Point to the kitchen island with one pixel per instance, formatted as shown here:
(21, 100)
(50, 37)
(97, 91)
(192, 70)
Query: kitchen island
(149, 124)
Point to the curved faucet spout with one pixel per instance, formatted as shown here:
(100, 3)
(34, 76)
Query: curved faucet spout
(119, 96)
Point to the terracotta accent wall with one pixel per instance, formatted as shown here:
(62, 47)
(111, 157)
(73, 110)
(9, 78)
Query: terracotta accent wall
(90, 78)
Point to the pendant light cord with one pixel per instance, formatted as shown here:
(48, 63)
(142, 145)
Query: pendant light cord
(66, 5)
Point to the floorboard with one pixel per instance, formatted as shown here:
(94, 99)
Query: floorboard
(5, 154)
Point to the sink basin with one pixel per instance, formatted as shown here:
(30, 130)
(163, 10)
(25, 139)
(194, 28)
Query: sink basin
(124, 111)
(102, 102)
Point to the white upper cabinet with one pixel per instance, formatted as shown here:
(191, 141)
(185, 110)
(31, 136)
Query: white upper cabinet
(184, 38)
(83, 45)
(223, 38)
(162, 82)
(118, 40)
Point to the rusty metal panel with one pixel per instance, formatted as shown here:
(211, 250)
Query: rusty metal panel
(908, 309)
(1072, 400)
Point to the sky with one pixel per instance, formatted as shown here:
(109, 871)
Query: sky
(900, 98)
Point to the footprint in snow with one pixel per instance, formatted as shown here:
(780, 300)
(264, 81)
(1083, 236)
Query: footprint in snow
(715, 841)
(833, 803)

· · ·

**Task instructions**
Copy every line from the one containing "Point to the sky" through the end of the items above, inclusive, requests included. Shift each answer coordinate by -125 and leave the format samples unchanged.

**Full answer**
Point to the sky with one pixel per instance, formatted as shown here:
(109, 871)
Query: sky
(775, -27)
Point to the footprint in snow with one pixel per instance, formatted as shown here:
(780, 300)
(264, 81)
(1083, 236)
Query: footprint in snow
(590, 716)
(708, 678)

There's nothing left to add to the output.